*BEREITGESTELLTER AUSZUG*.

Finanzamt nahm Wegzugsbesteuerung vor

Das beklagte Finanzamt gelangte zu dem Ergebnis, der Kläger habe infolge seines Wegzugs in die Schweiz einen Veräußerungsgewinn zu versteuern (sogenannte Wegzugsbesteuerung nach § 6 AStG in Verbindung mit§ 17 EStG, jeweils in der im Streitzeitraum gültigen Fassung). Das Finanzamt setzte Einkommensteuer fest. Dagegen wendet sich der Kläger. Die Besteuerung und sofortige Erhebung der Steuer verstoße gegen das Freizügigkeitsabkommen mit der Schweiz (FZA). Während des Rechtsbehelfsverfahrens änderte das Finanzamt die Steuerhöhe zugunsten des Klägers. Dieser bezahlte die Einkommensteuer "vorläufig".

FG: Wegzugsbesteuerung ohne Zahlungsaufschub rechtswidrig

Das FG hat entschieden, das das Finanzamt zu Unrecht die Wegzugsbesteuerung ohne Aufschub der Zahlung der geschuldeten Steuer vorgenommen hat. Eine Wegzugsbesteuerung ohne Zahlungsaufschub der geschuldeten Einkommensteuer verletze das Recht des Klägers auf Gleichbehandlung sowie sein Niederlassungsrecht nach dem FZA. Der Tenor des für den Senat - auf seine Vorlage hin ergangenen - unmittelbar verbindlichen Urteils des EuGH sei im Lichte der Entscheidungsgründe auszulegen. Das FZA sei Bestandteil der Gemeinschaftsordnung und anwendbar. Im Fall einer abkommenswidrigen innerstaatlichen Rechtsvorschrift bewirke es deren Nichtanwendbarkeit.

*AUFGABE 1*.
Nenne das Abkommen, gegen das laut dem Auszug die Besteuerung und sofortige Erhebung der Steuer nach Auffassung des Klägers verstößt.
*AUFGABE 2*.
Fasse den Auszug in zwei Sätzen zusammen.
*AUFGABE 3*.
Gib den Teil des Auszugs wortgetreu wieder, der mit „Das FG hat entschieden, das“ beginnt und bis einschließlich „es deren Nichtanwendbarkeit.“ reicht.

*GEGEBENE ZEILEN*.
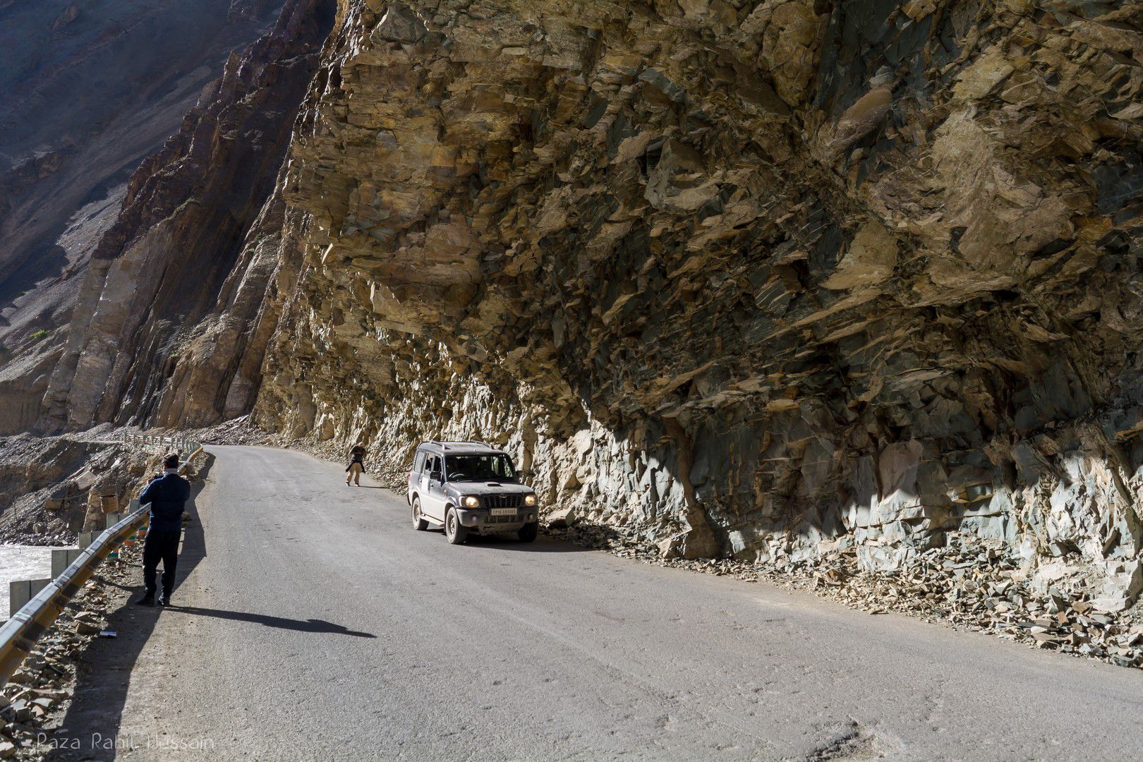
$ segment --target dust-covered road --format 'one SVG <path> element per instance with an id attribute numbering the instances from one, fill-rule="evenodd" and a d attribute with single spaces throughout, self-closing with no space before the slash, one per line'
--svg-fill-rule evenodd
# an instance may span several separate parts
<path id="1" fill-rule="evenodd" d="M 450 546 L 337 464 L 209 449 L 179 608 L 114 617 L 59 759 L 1129 760 L 1143 744 L 1138 671 L 543 538 Z"/>

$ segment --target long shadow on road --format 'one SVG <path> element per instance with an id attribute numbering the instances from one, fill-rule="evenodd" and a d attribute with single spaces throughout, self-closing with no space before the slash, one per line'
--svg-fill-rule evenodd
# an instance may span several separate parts
<path id="1" fill-rule="evenodd" d="M 186 503 L 190 522 L 183 530 L 183 548 L 178 554 L 175 589 L 186 576 L 207 556 L 206 537 L 202 534 L 202 522 L 199 519 L 197 499 L 206 487 L 207 476 L 214 465 L 214 456 L 207 455 L 206 465 L 199 471 L 199 476 L 191 488 L 191 499 Z M 138 660 L 143 645 L 146 643 L 158 621 L 159 608 L 134 605 L 133 601 L 143 587 L 141 563 L 133 566 L 138 584 L 123 586 L 109 579 L 103 584 L 130 591 L 130 595 L 121 600 L 120 608 L 109 616 L 107 629 L 115 631 L 114 640 L 91 641 L 88 650 L 77 665 L 75 693 L 71 706 L 64 715 L 59 728 L 48 733 L 47 745 L 50 746 L 47 760 L 113 760 L 115 749 L 94 747 L 95 737 L 115 738 L 119 731 L 123 705 L 127 701 L 127 689 L 130 684 L 131 669 Z M 65 748 L 79 740 L 82 749 Z"/>
<path id="2" fill-rule="evenodd" d="M 354 637 L 376 637 L 373 633 L 357 632 L 354 629 L 349 629 L 343 625 L 335 625 L 331 621 L 326 621 L 325 619 L 287 619 L 286 617 L 272 617 L 266 613 L 202 609 L 195 605 L 173 605 L 169 610 L 175 613 L 194 613 L 201 617 L 217 617 L 218 619 L 251 621 L 257 625 L 265 625 L 266 627 L 294 629 L 303 633 L 326 633 L 331 635 L 352 635 Z"/>

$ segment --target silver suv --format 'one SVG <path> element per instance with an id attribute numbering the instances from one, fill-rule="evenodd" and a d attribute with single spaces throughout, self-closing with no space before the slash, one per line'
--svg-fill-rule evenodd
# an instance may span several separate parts
<path id="1" fill-rule="evenodd" d="M 530 543 L 539 528 L 536 492 L 517 480 L 506 452 L 483 442 L 418 444 L 406 497 L 413 527 L 424 531 L 430 523 L 443 526 L 453 545 L 469 532 L 515 532 Z"/>

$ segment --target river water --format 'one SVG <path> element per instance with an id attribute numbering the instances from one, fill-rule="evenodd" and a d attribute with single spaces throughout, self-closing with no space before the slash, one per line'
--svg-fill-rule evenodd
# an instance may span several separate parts
<path id="1" fill-rule="evenodd" d="M 51 576 L 48 545 L 0 545 L 0 621 L 8 619 L 8 583 Z"/>

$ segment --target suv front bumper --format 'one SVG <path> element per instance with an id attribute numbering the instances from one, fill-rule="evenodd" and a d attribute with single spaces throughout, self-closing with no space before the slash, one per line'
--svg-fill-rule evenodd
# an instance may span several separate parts
<path id="1" fill-rule="evenodd" d="M 535 508 L 517 511 L 514 515 L 503 516 L 490 515 L 487 510 L 469 511 L 466 508 L 458 508 L 456 511 L 456 518 L 459 520 L 462 527 L 487 532 L 518 531 L 525 524 L 536 521 L 537 515 Z"/>

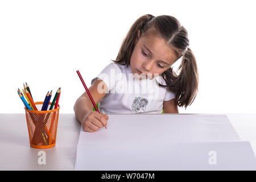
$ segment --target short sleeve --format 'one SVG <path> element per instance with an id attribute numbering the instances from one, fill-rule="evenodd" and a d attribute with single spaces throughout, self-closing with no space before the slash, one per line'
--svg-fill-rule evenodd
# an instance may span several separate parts
<path id="1" fill-rule="evenodd" d="M 121 72 L 120 68 L 116 63 L 112 63 L 108 65 L 96 77 L 91 81 L 92 85 L 97 78 L 103 80 L 107 85 L 108 92 L 112 90 L 116 84 L 115 75 Z"/>
<path id="2" fill-rule="evenodd" d="M 164 96 L 164 101 L 170 101 L 173 99 L 175 97 L 174 93 L 172 92 L 166 90 L 166 95 Z"/>
<path id="3" fill-rule="evenodd" d="M 159 83 L 163 85 L 166 85 L 166 82 L 164 79 L 163 78 L 162 76 L 160 76 L 158 77 L 157 81 Z M 174 95 L 174 92 L 168 90 L 166 89 L 166 94 L 164 95 L 164 101 L 170 101 L 175 98 L 175 96 Z"/>

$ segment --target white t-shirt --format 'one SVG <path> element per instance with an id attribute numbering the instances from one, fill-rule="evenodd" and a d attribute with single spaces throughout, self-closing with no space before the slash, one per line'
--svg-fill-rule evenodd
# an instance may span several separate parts
<path id="1" fill-rule="evenodd" d="M 139 80 L 133 76 L 130 65 L 110 63 L 92 80 L 92 85 L 97 78 L 108 86 L 105 90 L 101 89 L 102 85 L 98 89 L 106 93 L 98 104 L 104 114 L 160 114 L 163 102 L 175 97 L 172 92 L 158 85 L 166 85 L 161 75 Z"/>

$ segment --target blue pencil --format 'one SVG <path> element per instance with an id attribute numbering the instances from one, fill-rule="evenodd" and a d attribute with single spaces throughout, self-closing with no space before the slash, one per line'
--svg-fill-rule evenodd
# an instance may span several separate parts
<path id="1" fill-rule="evenodd" d="M 46 102 L 46 106 L 44 107 L 45 110 L 47 110 L 48 106 L 49 105 L 49 101 L 51 100 L 51 97 L 52 97 L 52 90 L 51 91 L 49 97 L 48 97 L 47 102 Z"/>
<path id="2" fill-rule="evenodd" d="M 21 94 L 21 92 L 19 93 L 19 91 L 18 91 L 18 94 L 19 96 L 19 97 L 20 97 L 20 99 L 22 100 L 22 102 L 23 102 L 24 105 L 27 107 L 27 109 L 29 110 L 32 110 L 32 108 L 28 104 L 27 104 L 27 101 L 24 98 L 24 97 Z"/>
<path id="3" fill-rule="evenodd" d="M 43 106 L 42 107 L 41 110 L 46 110 L 44 107 L 46 107 L 46 102 L 48 101 L 48 97 L 49 97 L 49 91 L 48 91 L 47 94 L 46 96 L 46 98 L 44 98 L 44 104 L 43 104 Z"/>

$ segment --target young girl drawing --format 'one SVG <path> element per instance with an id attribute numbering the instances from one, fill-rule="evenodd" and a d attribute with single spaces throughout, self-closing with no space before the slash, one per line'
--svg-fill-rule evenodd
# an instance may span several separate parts
<path id="1" fill-rule="evenodd" d="M 85 131 L 106 126 L 106 114 L 179 113 L 193 102 L 198 90 L 196 60 L 188 33 L 174 17 L 144 15 L 132 25 L 117 57 L 92 80 L 74 111 Z M 181 57 L 177 75 L 171 67 Z M 145 81 L 146 84 L 145 84 Z M 142 92 L 142 90 L 143 90 Z"/>

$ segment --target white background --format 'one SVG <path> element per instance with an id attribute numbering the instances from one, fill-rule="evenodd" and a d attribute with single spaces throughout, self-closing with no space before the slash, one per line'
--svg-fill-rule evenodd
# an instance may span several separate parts
<path id="1" fill-rule="evenodd" d="M 115 59 L 141 16 L 169 15 L 188 32 L 199 92 L 180 113 L 255 113 L 254 1 L 0 1 L 1 113 L 24 113 L 27 82 L 35 101 L 61 88 L 61 113 L 73 113 L 90 80 Z M 174 65 L 177 68 L 178 60 Z"/>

*LÖSUNG 1*.
Das Freizügigkeitsabkommen mit der Schweiz (FZA).

*LÖSUNG 2*.
Das Finanzamt unterwarf den Kläger wegen seines Wegzugs in die Schweiz der Wegzugsbesteuerung und setzte Einkommensteuer fest, wogegen sich der Kläger unter Berufung auf das Freizügigkeitsabkommen wendet. Das FG entschied, dass die Wegzugsbesteuerung ohne Zahlungsaufschub zu Unrecht erfolgte, weil sie das Recht des Klägers auf Gleichbehandlung und sein Niederlassungsrecht nach dem FZA verletze.

*LÖSUNG 3*.
Das FG hat entschieden, das das Finanzamt zu Unrecht die Wegzugsbesteuerung ohne Aufschub der Zahlung der geschuldeten Steuer vorgenommen hat. Eine Wegzugsbesteuerung ohne Zahlungsaufschub der geschuldeten Einkommensteuer verletze das Recht des Klägers auf Gleichbehandlung sowie sein Niederlassungsrecht nach dem FZA. Der Tenor des für den Senat - auf seine Vorlage hin ergangenen - unmittelbar verbindlichen Urteils des EuGH sei im Lichte der Entscheidungsgründe auszulegen. Das FZA sei Bestandteil der Gemeinschaftsordnung und anwendbar. Im Fall einer abkommenswidrigen innerstaatlichen Rechtsvorschrift bewirke es deren Nichtanwendbarkeit.